▶ _Directions for this task_
Collect every line of the material below that contains the string "board", treating uppercase and lowercase letters as distinct.

▶ _Records for the exercise_
————————
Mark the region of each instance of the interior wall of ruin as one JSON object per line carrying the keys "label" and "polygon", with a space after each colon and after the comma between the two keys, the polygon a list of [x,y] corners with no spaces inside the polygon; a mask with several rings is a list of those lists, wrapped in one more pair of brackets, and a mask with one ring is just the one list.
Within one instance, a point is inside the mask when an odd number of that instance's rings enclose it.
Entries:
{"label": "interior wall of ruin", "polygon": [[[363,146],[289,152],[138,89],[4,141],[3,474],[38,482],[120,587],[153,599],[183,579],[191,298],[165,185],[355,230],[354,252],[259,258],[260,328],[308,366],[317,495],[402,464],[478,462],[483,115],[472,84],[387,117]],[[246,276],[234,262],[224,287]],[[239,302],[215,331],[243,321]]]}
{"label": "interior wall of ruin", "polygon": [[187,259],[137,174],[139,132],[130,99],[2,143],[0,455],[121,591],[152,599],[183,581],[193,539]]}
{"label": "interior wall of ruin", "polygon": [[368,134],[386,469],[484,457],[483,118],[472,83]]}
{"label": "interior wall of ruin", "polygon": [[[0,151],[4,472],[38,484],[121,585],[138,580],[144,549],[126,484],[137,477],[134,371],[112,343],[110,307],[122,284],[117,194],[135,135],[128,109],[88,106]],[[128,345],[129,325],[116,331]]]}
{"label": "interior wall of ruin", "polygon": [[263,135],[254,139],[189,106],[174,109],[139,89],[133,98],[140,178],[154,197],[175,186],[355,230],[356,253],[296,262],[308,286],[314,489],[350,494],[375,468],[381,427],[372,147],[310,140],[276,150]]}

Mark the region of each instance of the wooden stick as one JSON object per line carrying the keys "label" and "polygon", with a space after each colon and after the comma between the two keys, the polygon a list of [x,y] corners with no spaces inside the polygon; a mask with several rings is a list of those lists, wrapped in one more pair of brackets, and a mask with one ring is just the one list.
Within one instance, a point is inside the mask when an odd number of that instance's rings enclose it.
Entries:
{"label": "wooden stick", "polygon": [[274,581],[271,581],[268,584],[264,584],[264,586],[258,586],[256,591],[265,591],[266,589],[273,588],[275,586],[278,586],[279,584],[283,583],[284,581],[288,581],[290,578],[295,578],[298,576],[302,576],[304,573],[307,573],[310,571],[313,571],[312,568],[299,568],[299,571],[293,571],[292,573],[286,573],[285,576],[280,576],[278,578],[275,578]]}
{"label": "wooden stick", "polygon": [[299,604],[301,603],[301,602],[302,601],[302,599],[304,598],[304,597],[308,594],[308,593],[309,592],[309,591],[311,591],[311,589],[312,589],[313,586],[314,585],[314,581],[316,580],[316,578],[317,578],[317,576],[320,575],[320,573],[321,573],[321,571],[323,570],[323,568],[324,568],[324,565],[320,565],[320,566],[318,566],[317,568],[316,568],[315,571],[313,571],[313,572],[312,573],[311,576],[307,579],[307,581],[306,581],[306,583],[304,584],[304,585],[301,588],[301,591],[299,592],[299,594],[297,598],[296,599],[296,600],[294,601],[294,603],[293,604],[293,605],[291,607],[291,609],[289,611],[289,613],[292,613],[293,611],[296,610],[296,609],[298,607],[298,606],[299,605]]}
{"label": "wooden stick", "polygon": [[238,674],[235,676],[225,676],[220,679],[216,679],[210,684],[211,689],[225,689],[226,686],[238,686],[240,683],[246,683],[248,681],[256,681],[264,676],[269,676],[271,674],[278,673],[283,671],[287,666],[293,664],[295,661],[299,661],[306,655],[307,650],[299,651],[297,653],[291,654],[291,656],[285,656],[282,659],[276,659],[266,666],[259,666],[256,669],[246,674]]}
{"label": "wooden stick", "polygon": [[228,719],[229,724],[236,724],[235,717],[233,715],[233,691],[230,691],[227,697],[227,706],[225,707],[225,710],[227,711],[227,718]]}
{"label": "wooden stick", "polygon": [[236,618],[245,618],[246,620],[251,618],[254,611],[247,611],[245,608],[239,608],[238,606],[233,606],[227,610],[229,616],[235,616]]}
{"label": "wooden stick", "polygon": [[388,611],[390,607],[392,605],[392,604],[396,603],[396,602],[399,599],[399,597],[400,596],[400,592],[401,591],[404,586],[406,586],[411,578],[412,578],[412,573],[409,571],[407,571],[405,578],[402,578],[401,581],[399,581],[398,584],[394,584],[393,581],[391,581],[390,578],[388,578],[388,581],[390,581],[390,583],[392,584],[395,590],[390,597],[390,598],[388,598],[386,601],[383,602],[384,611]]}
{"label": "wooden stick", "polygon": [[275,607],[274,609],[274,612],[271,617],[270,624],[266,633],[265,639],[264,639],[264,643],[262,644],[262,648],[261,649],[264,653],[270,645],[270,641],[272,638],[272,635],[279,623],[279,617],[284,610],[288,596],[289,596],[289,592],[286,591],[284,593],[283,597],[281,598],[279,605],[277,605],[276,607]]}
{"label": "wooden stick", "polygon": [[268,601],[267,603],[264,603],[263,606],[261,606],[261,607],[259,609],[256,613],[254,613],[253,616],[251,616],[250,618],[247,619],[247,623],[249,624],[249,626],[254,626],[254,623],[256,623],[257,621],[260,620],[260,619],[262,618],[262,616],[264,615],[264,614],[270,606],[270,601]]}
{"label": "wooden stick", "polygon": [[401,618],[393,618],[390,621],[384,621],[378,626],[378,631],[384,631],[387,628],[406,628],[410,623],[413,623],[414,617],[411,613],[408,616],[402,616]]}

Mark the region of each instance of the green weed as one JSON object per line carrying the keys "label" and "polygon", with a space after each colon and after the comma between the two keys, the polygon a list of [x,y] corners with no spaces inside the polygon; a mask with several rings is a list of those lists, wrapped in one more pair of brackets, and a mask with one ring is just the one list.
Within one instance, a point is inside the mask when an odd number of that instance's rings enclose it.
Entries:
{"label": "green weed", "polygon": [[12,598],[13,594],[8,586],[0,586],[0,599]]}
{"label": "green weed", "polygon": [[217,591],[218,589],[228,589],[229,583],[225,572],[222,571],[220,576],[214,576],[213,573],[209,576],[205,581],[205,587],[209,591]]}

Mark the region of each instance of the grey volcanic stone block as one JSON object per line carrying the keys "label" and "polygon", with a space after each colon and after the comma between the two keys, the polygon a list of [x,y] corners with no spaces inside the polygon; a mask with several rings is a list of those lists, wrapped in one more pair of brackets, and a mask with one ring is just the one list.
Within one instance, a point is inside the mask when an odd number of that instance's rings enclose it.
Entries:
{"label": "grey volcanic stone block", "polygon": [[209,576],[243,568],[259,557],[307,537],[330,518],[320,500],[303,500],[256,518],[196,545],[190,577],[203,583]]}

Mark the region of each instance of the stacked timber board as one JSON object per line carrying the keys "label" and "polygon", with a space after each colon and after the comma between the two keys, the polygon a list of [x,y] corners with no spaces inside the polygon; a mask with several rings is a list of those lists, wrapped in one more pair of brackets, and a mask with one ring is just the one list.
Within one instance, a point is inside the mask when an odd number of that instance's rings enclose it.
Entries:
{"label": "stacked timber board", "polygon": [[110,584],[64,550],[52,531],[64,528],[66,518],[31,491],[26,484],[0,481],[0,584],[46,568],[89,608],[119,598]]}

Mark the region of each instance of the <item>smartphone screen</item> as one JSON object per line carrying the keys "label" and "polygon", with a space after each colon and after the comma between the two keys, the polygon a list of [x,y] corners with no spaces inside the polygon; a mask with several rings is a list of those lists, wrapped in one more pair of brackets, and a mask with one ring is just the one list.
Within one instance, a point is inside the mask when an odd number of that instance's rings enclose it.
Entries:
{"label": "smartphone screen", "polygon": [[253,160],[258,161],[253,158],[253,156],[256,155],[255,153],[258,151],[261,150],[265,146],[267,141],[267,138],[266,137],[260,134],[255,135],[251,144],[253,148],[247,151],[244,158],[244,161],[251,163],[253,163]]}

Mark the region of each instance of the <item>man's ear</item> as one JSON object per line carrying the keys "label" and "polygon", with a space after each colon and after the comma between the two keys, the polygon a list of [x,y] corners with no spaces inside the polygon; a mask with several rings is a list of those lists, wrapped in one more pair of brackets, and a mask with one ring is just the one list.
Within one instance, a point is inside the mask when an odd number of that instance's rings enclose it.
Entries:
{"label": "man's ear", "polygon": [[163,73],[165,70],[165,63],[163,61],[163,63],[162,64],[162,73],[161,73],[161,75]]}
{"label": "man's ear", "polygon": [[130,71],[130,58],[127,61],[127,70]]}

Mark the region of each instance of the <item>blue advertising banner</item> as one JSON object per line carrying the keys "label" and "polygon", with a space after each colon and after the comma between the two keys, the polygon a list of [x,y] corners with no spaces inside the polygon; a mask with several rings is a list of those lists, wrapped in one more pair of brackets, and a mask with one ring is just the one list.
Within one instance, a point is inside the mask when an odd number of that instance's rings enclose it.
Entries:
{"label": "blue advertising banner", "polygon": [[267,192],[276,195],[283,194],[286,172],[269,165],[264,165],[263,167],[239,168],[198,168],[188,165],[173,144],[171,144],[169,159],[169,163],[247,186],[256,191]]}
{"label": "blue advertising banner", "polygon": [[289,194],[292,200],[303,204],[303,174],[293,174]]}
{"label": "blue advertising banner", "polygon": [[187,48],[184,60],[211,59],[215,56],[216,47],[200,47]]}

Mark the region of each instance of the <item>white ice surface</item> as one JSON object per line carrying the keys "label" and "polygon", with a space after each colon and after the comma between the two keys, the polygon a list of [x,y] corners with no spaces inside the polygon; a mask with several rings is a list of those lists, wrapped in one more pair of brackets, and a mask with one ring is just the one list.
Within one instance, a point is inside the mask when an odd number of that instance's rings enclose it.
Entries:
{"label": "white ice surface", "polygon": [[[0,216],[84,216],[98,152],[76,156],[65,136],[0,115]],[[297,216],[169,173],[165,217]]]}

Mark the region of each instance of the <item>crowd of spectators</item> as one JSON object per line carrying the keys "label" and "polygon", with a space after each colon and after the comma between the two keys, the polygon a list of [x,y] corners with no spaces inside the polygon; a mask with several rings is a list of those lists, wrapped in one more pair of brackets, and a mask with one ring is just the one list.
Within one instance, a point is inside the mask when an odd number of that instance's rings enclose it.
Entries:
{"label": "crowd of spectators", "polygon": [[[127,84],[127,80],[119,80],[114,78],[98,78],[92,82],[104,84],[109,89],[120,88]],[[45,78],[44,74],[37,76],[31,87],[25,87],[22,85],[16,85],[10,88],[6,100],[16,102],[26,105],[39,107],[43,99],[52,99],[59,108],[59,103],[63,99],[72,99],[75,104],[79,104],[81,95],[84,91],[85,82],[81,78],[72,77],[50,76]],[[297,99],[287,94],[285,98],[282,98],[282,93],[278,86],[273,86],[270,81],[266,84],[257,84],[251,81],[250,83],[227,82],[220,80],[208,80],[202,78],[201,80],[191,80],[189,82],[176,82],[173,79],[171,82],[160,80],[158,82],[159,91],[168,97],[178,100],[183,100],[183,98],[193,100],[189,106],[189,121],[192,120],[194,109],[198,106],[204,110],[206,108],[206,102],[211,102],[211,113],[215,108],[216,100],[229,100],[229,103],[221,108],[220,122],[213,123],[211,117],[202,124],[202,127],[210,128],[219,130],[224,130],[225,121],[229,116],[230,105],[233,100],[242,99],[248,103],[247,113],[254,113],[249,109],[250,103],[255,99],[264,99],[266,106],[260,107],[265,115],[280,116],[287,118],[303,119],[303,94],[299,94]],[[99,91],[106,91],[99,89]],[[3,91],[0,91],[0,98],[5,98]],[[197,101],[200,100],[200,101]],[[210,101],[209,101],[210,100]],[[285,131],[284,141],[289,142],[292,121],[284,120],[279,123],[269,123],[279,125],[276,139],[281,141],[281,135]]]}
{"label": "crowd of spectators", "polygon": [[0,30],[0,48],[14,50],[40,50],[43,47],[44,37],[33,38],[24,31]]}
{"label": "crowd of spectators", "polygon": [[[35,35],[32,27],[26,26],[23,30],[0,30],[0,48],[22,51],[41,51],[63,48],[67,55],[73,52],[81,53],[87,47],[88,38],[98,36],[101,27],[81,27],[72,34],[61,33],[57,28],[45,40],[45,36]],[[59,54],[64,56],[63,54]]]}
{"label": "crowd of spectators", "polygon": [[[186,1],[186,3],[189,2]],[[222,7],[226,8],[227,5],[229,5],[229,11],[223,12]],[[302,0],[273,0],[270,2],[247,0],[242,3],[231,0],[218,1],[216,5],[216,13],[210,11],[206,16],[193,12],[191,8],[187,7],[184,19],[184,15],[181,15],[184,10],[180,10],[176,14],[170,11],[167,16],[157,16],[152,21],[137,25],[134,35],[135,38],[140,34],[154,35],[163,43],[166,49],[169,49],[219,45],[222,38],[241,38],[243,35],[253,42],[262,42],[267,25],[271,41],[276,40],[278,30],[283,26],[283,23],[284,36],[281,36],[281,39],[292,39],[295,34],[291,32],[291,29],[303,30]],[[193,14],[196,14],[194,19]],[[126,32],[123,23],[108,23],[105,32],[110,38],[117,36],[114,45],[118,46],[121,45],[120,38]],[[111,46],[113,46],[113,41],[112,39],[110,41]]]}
————————
▶ _Exercise output_
Mark the region of each instance of the stacked timber board as one JSON object per line carrying the keys "label" and "polygon", with a space after each colon and after the comma between the two keys, the polygon a list of [x,y] corners with no spaces inside the polygon; a mask with several rings is a list of those lists, wrapped in one more pair of brackets, and a mask with one ring is just the one list.
{"label": "stacked timber board", "polygon": [[110,584],[64,550],[52,531],[64,528],[66,518],[31,491],[26,484],[0,481],[0,584],[46,568],[89,608],[119,598]]}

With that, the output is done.